**WORK TO BE COMPLETED**
Write out the listing in full, matching it word for word.

(Excerpts from point annotation data)
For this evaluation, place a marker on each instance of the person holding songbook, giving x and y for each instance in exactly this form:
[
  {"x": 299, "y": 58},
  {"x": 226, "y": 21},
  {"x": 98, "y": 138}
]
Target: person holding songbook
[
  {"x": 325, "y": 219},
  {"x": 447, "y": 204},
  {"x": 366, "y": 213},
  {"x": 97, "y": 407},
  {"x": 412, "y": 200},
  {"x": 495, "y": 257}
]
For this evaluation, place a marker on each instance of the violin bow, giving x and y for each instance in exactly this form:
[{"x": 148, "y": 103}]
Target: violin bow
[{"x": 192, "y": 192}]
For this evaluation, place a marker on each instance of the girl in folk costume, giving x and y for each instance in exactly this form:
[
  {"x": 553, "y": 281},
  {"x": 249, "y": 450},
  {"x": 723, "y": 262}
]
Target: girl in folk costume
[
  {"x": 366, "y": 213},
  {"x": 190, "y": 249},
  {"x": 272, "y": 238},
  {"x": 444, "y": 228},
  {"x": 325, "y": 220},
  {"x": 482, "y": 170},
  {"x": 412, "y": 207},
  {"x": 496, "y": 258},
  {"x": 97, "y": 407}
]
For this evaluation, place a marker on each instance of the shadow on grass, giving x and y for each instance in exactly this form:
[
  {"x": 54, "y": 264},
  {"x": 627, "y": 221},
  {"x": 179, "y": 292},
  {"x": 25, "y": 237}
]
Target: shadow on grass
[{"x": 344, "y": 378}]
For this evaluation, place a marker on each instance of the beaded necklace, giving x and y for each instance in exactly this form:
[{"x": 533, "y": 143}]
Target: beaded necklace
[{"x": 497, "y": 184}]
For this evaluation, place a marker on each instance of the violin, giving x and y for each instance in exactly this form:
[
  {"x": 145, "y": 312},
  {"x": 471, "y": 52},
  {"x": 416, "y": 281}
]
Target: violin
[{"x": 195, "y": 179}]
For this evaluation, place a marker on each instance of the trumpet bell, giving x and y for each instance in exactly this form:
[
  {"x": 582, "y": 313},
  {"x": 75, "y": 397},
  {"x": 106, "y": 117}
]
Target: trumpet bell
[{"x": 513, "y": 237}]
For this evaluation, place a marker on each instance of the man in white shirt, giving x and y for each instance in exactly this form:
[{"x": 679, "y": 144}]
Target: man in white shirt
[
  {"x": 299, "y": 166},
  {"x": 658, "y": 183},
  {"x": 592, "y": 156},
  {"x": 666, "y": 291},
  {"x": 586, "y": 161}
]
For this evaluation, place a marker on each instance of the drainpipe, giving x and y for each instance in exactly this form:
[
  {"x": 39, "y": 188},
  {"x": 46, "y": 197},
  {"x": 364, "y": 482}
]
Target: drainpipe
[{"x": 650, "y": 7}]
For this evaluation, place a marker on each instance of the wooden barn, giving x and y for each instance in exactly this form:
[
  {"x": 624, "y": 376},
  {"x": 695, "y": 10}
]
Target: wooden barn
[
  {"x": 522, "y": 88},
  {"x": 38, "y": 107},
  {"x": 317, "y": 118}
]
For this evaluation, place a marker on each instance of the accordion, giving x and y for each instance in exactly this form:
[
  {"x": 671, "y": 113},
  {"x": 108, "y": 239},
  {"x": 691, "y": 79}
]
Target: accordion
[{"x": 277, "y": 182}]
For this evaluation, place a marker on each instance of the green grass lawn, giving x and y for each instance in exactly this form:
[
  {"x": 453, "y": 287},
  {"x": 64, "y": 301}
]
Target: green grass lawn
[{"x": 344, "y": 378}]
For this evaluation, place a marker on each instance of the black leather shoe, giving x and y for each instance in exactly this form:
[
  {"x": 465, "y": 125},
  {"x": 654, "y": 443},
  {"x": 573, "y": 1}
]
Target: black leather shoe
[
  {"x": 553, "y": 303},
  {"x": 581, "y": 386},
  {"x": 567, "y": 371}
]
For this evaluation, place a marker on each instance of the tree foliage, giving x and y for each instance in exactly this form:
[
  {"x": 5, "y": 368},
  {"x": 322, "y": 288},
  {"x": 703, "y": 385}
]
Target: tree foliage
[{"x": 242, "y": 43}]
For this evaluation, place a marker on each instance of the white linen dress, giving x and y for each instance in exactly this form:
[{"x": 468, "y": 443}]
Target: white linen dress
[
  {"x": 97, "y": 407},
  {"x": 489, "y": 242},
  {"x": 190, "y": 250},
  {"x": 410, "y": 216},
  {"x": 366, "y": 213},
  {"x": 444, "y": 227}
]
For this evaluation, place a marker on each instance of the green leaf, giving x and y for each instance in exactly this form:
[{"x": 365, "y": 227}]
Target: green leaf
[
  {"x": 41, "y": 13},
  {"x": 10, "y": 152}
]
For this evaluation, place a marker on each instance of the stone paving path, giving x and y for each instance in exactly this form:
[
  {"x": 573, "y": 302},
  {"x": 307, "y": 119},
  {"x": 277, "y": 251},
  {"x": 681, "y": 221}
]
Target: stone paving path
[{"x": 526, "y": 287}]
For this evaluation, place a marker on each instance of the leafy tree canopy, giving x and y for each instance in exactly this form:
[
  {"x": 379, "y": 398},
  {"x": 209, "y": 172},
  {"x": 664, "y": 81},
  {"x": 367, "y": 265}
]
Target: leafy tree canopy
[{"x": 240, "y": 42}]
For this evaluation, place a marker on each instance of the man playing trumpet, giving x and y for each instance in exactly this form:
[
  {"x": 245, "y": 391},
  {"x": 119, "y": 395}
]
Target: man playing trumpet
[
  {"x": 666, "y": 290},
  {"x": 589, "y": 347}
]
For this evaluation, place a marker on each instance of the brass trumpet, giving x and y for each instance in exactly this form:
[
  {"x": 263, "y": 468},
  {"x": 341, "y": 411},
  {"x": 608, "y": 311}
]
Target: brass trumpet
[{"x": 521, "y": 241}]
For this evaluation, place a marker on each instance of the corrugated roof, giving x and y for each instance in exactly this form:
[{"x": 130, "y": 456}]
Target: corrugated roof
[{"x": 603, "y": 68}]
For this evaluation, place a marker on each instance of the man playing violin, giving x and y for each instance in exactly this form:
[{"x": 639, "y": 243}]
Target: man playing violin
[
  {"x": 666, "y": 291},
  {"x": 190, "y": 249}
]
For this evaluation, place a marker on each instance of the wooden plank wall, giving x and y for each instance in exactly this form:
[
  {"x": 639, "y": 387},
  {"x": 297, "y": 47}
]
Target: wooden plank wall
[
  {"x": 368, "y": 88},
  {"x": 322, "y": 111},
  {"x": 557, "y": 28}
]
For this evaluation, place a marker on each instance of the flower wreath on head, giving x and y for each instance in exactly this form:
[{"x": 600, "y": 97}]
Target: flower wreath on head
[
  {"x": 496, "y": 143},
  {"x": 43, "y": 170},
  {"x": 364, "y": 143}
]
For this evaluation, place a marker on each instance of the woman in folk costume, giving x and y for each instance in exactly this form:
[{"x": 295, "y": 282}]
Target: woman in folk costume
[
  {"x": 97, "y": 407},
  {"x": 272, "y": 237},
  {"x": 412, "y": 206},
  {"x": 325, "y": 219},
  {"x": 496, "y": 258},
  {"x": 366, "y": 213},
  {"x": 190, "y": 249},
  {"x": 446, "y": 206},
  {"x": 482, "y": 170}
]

**REPLY TO THE EXERCISE**
For this evaluation, place a marker on each instance of the person holding songbook, giving x and y for each instance in exactly this form:
[
  {"x": 299, "y": 58},
  {"x": 226, "y": 21},
  {"x": 98, "y": 138}
]
Target: person holding songbook
[
  {"x": 325, "y": 219},
  {"x": 447, "y": 204},
  {"x": 366, "y": 213},
  {"x": 97, "y": 407},
  {"x": 412, "y": 200},
  {"x": 495, "y": 257}
]
For this evaluation, place a marker on each instance of the violin bow, giving x and y for each instance in exactly this form:
[{"x": 148, "y": 103}]
Target: violin bow
[{"x": 192, "y": 192}]
For this evaluation, place a marker on each instance of the girl in folk costume, giving x and y for each instance in exactly this form:
[
  {"x": 553, "y": 281},
  {"x": 249, "y": 450},
  {"x": 723, "y": 262}
]
Target: girl in folk costume
[
  {"x": 366, "y": 213},
  {"x": 190, "y": 249},
  {"x": 272, "y": 238},
  {"x": 444, "y": 228},
  {"x": 325, "y": 220},
  {"x": 482, "y": 170},
  {"x": 412, "y": 207},
  {"x": 496, "y": 258},
  {"x": 97, "y": 407}
]
For this evaluation, place a marker on each instance of the shadow on grass, giving x and y for each instance in exactly this form:
[
  {"x": 54, "y": 264},
  {"x": 627, "y": 221},
  {"x": 179, "y": 292},
  {"x": 25, "y": 237}
]
Target: shadow on grass
[{"x": 344, "y": 378}]
For this evaluation, place a marker on each instance of the beaded necklace, giving x and y for each instance in exactly this form:
[{"x": 533, "y": 143}]
Target: beaded necklace
[{"x": 497, "y": 184}]
For this evaluation, place a marker on each instance of the violin, giving x and y for each instance in exactly this form:
[
  {"x": 145, "y": 312},
  {"x": 471, "y": 52},
  {"x": 416, "y": 281}
]
Target: violin
[{"x": 195, "y": 179}]
For this evaluation, place a marker on each instance of the trumpet bell, giving x and y for each instance in exactly this form:
[
  {"x": 582, "y": 313},
  {"x": 75, "y": 397},
  {"x": 106, "y": 117}
]
Target: trumpet bell
[{"x": 513, "y": 237}]
For this evaluation, place a marker on each instance of the man in white shirt, giving x and y for each instance in exactly this form:
[{"x": 679, "y": 144}]
Target: man in white shirt
[
  {"x": 299, "y": 166},
  {"x": 658, "y": 183},
  {"x": 592, "y": 156},
  {"x": 666, "y": 291},
  {"x": 586, "y": 161}
]
For this evaluation, place a marker on each instance of the drainpipe, giving x and y for each instance in exactly this form:
[
  {"x": 39, "y": 188},
  {"x": 46, "y": 197},
  {"x": 364, "y": 482}
]
Target: drainpipe
[{"x": 650, "y": 7}]
For this evaluation, place a marker on each instance of the wooden barn, giving x and y for each instance in exactly this form:
[
  {"x": 624, "y": 376},
  {"x": 695, "y": 10}
]
Target: wooden barn
[
  {"x": 522, "y": 88},
  {"x": 38, "y": 107},
  {"x": 317, "y": 118}
]
For this evaluation, place a marker on each instance of the accordion, giving x and y for each instance in exactly this form:
[
  {"x": 671, "y": 113},
  {"x": 108, "y": 239},
  {"x": 691, "y": 79}
]
Target: accordion
[{"x": 277, "y": 182}]
For this evaluation, place a marker on each instance of the green grass lawn, giving x and y for each instance in exactly this form:
[
  {"x": 453, "y": 287},
  {"x": 64, "y": 301}
]
Target: green grass lawn
[{"x": 344, "y": 378}]
For this evaluation, place a marker on each instance of the black leather shoe, giving x and y for each instance in exactly this form:
[
  {"x": 465, "y": 125},
  {"x": 654, "y": 443},
  {"x": 573, "y": 1}
]
Target: black leather shoe
[
  {"x": 553, "y": 303},
  {"x": 581, "y": 386},
  {"x": 567, "y": 371}
]
For this evaluation, place a marker on each instance of the tree foliage, giving x and y for each instance in exactly this form:
[
  {"x": 5, "y": 368},
  {"x": 322, "y": 288},
  {"x": 703, "y": 385}
]
Target: tree foliage
[{"x": 242, "y": 43}]
For this evaluation, place a marker on each instance of the white linen dress, giving x and y for each instance in exactly this form:
[{"x": 468, "y": 443}]
Target: white linen dress
[
  {"x": 97, "y": 407},
  {"x": 489, "y": 242},
  {"x": 190, "y": 250},
  {"x": 410, "y": 216},
  {"x": 366, "y": 213},
  {"x": 444, "y": 227}
]
For this evaluation, place a marker on each instance of the green leaf, giving x and y for each instance in exactly this form:
[{"x": 365, "y": 227}]
Target: green leaf
[
  {"x": 41, "y": 13},
  {"x": 10, "y": 152}
]
For this evaluation, place a marker on each instance of the stone paving path, giving x and y for each instance in exactly this form:
[
  {"x": 573, "y": 302},
  {"x": 307, "y": 119},
  {"x": 277, "y": 251},
  {"x": 681, "y": 221}
]
Target: stone paving path
[{"x": 526, "y": 287}]
For this evaluation, place a marker on each instance of the leafy tree canopy, giving x and y for each instance in exactly this form:
[
  {"x": 379, "y": 398},
  {"x": 209, "y": 172},
  {"x": 664, "y": 81},
  {"x": 367, "y": 265}
]
Target: leafy tree canopy
[{"x": 240, "y": 42}]
For this evaluation, place a marker on each instance of the man playing trumpet, giving x and y for each instance in exactly this form:
[
  {"x": 245, "y": 391},
  {"x": 119, "y": 395}
]
Target: man playing trumpet
[
  {"x": 666, "y": 290},
  {"x": 589, "y": 347}
]
For this evaluation, place a marker on each instance of the brass trumpet, giving x and y for each instance in exactly this form:
[
  {"x": 263, "y": 468},
  {"x": 341, "y": 411},
  {"x": 608, "y": 311}
]
Target: brass trumpet
[{"x": 521, "y": 241}]
For this evaluation, place a marker on each instance of the corrugated roof, giving x and y for each instance in exactly this form:
[{"x": 130, "y": 456}]
Target: corrugated roof
[{"x": 603, "y": 68}]
For this evaluation, place a marker on each instance of the man playing violin, giving x and y for each instance in exactly this form:
[{"x": 639, "y": 243}]
Target: man playing violin
[
  {"x": 666, "y": 291},
  {"x": 190, "y": 249}
]
For this evaluation, place a marker on each instance of the wooden plank wall, giving x and y for each instance in exactly this form:
[
  {"x": 639, "y": 387},
  {"x": 297, "y": 47}
]
Target: wooden plank wall
[
  {"x": 368, "y": 88},
  {"x": 322, "y": 111},
  {"x": 557, "y": 28}
]
For this evaluation, place a marker on each instance of the flower wreath on head, giving x and y for each instance in exactly this form:
[{"x": 600, "y": 97}]
Target: flower wreath on head
[
  {"x": 496, "y": 143},
  {"x": 43, "y": 170},
  {"x": 364, "y": 143}
]
For this evaluation, place a marker on each instance of the woman in folk costume, giving x and y for each instance in exactly this form:
[{"x": 295, "y": 282}]
Target: woman in folk costume
[
  {"x": 97, "y": 407},
  {"x": 272, "y": 237},
  {"x": 412, "y": 206},
  {"x": 325, "y": 219},
  {"x": 496, "y": 258},
  {"x": 366, "y": 213},
  {"x": 190, "y": 249},
  {"x": 446, "y": 206},
  {"x": 482, "y": 170}
]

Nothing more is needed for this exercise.